- Your instructions -
Render the lines of all the records below as a single numbered list, omitting blank lines and leaving the pictures out of the answer.
· · ·
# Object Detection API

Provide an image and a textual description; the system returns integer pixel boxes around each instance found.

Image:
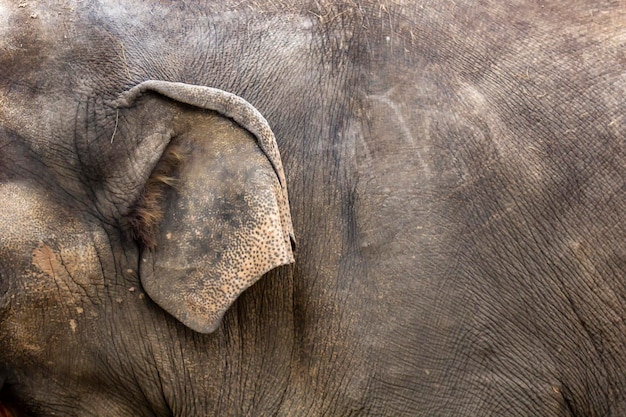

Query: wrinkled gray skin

[0,0,626,417]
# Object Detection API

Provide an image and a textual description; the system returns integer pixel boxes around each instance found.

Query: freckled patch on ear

[126,144,184,248]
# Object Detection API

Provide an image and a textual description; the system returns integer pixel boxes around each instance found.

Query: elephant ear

[117,81,294,333]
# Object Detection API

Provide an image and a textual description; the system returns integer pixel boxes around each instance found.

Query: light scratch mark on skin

[371,92,415,144]
[111,110,120,144]
[370,89,430,172]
· · ·
- Task solution -
1. # Object Detection API
2. Provide an image and a textual description; the system returns integer pixel boxes around each instance found.
3. Image:
4. Query: wrinkled gray skin
5. [0,0,626,417]
6. # Object Detection API
7. Provide an image and a textual description; the system returns integer pixel boxes around each instance found.
8. Query: freckled patch on ear
9. [126,144,184,248]
10. # Object Detection API
11. Provide an image and a textual description; the system returns integer pixel boxes around each instance found.
12. Query: elephant ear
13. [117,81,294,333]
14. # Object Detection API
15. Provide an image and a textual description; the system returns integer pixel boxes around each instance found.
16. Query: light scratch mark on skin
17. [371,92,415,144]
18. [111,110,120,144]
19. [370,89,430,172]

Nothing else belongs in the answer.